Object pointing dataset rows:
□ □ □ □
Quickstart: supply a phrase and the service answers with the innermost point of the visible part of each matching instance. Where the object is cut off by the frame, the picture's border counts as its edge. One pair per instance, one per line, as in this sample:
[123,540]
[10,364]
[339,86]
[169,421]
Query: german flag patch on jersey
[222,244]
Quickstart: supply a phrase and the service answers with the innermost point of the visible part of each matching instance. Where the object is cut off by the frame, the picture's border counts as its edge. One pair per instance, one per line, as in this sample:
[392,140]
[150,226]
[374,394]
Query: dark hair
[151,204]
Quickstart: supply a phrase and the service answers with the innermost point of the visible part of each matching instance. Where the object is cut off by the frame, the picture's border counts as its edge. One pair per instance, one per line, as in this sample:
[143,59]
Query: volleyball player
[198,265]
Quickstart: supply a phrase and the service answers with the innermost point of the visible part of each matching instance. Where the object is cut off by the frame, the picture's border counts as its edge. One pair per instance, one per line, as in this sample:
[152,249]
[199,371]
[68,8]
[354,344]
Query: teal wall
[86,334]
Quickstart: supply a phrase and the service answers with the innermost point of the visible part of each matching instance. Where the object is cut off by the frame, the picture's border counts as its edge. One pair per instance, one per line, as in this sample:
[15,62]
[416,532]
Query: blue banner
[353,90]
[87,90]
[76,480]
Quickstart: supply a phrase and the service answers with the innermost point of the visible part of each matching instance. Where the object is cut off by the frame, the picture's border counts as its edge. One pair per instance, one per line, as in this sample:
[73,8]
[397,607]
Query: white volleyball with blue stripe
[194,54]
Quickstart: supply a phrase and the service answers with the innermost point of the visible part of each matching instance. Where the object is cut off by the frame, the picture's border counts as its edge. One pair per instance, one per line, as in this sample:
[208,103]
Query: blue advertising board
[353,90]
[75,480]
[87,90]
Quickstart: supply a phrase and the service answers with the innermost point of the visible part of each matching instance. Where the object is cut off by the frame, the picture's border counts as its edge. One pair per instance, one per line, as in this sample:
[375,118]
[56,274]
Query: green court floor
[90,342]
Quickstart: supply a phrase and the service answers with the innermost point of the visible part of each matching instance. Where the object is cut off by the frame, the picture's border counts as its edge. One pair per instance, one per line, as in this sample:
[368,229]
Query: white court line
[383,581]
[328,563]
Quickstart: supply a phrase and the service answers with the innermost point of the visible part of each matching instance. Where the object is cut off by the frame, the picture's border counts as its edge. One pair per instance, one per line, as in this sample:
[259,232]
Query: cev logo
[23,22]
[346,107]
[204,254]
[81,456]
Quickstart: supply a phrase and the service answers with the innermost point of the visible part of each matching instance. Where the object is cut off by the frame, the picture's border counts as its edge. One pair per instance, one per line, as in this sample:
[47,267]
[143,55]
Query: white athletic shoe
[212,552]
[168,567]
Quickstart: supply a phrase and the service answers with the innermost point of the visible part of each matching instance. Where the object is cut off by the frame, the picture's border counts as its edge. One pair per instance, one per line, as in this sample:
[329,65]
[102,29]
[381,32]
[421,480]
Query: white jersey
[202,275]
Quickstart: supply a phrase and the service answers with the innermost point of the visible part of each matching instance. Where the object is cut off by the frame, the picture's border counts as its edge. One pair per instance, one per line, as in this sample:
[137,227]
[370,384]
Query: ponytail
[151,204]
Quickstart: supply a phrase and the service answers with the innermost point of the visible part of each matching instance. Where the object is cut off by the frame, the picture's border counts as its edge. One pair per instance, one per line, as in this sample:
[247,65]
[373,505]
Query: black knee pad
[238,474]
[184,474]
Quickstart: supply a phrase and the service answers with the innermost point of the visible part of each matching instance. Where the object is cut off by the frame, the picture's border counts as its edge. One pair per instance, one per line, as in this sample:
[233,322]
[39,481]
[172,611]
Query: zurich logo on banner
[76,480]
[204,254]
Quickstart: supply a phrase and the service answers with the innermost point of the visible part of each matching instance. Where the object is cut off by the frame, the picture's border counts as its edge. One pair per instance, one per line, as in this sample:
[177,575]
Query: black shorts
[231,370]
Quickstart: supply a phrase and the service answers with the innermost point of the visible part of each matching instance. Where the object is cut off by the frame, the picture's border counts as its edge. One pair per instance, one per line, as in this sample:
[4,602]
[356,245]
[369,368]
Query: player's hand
□ □ □ □
Return what is listed above, exactly and completely.

Quickstart: supply a phrase and the service answers with the innermost point of the visible part of each matching instance. Where the object is cut off by the frame, the picture's border counts as its edge. One pair per instance, one per line, as in this sample:
[123,540]
[10,364]
[339,86]
[169,421]
Query: german flag patch on jersey
[222,244]
Quickstart: supply a phrase and the service answers with the innermost point of the visible part of each matching instance. Where the object is cut off by the frame, the picture's border counts as its edge. One pair per instance, one per line, as in this sample:
[392,140]
[150,226]
[374,394]
Query: dark hair
[151,204]
Quickstart: supply a phrase and the service answers with the innermost point of the visible part of each matching instance. Where the object is cut off by the frame, the picture's border counts as its edge. One pair per instance, one per line, as in this sample:
[143,59]
Query: volleyball player
[198,265]
Quickstart: supply a phrase and the service answers with the innermost point of the visible part of each matching instance. Where the object is cut off by the frame, the picture's border counts as its edge. One pair per instance, one per line, as in this sample:
[152,249]
[199,371]
[68,8]
[354,344]
Query: teal wall
[86,334]
Quickstart: supply a phrase and the service answers with the innermost point of the visible part of each matching instance. Where the object is cut off by the frame, the picture's border counts as its edge. One pair per instance, one per line, as in this sample:
[15,62]
[416,532]
Query: blue banner
[353,90]
[87,90]
[76,480]
Quickstart: supply a phrase and the service answers with the innermost point of the visible part of each matching instance. Where the object is cut off by the frame, the picture's border counts as its edge. One pair per instance, one per line, as in this sample:
[73,8]
[397,607]
Query: white volleyball with blue stripe
[194,54]
Quickstart: supply a phrase and the service answers with the innermost point of the visible part of each matching instance. Where the object is cut off by the frame, the picture's border counts as its edge. One pair per instance, one per line, as in this sample:
[208,103]
Query: blue advertising board
[353,90]
[75,480]
[87,90]
Quickstart: supply a phrase and the service answers with the innermost point of the visible part of each matching instance. Where the object is cut off by the frame, the picture's border counts as its edge. One pair per instance, one per line, as in this sample:
[375,118]
[56,274]
Query: green court floor
[90,342]
Quickstart: supply a phrase and the service answers with the innermost point of the visible part of each matching instance. Where the object is cut off by the frame, the picture's border counts as its edge. One pair per instance, one per line, as in this sample:
[368,229]
Query: white court line
[383,581]
[328,563]
Quickstart: supply a phrase and the service answers with the innermost point of the visible part of each matching instance. Where the object is cut off by the frame, the picture's border counts as its edge. One pair per instance, one per line, as in this sample:
[259,232]
Query: cev logo
[23,22]
[346,107]
[204,254]
[81,456]
Quickstart: supply a phrase and the service answers with the innermost point of the visible part of each matching instance. Where the object is cut off by the frame, the picture's border counts as its edge. One pair per instance, one per line, as in this sample:
[47,267]
[143,55]
Query: white athletic shoe
[212,552]
[168,567]
Quickstart: supply a phrase and the service answers with the innermost point of the visible part of each matching instance. Where the object is cut off by the frame, the picture's border counts as its edge. One pair per instance, one per line, as in this sample:
[329,65]
[102,29]
[381,32]
[421,480]
Query: white jersey
[202,275]
Quickstart: supply a phrase and the service answers with the innermost point of the visible part of each matching instance. Where the object is cut off by the frame, the picture's border counts as its edge. One pair per instance, one per line, as in this sample:
[137,227]
[370,384]
Query: ponytail
[151,204]
Quickstart: supply a phrase and the service answers with the innermost point of the visible part of each matching instance. Where the object is cut off by the frame, the picture's border counts as its edge. One pair per instance, one per line, as in this sample:
[247,65]
[373,505]
Query: black knee pad
[238,474]
[184,474]
Quickstart: supply a phrase and the service answers with the innermost point of the visible part of each matching instance. Where the object is cut off by the frame, the picture's border counts as its edge. One pair per instance, one per line, as in this sample:
[233,322]
[39,481]
[172,611]
Query: zurich logo on banner
[76,480]
[204,254]
Quickstart: supply a phrase and the service answers with the innermost point of the visible part of each matching instance. Where the object is cut off by the frame, the picture's border counts as its edge. One pair per instance, one per line, as in this sample:
[177,575]
Query: black shorts
[231,370]
Quickstart: supply a phrase and the service answers with the innermost point of the visible part of each matching instance. Where the object is cut off by the frame, the picture's border counts as its edge. One pair per instance, one per line, as in this sample:
[4,602]
[356,245]
[369,368]
Query: player's hand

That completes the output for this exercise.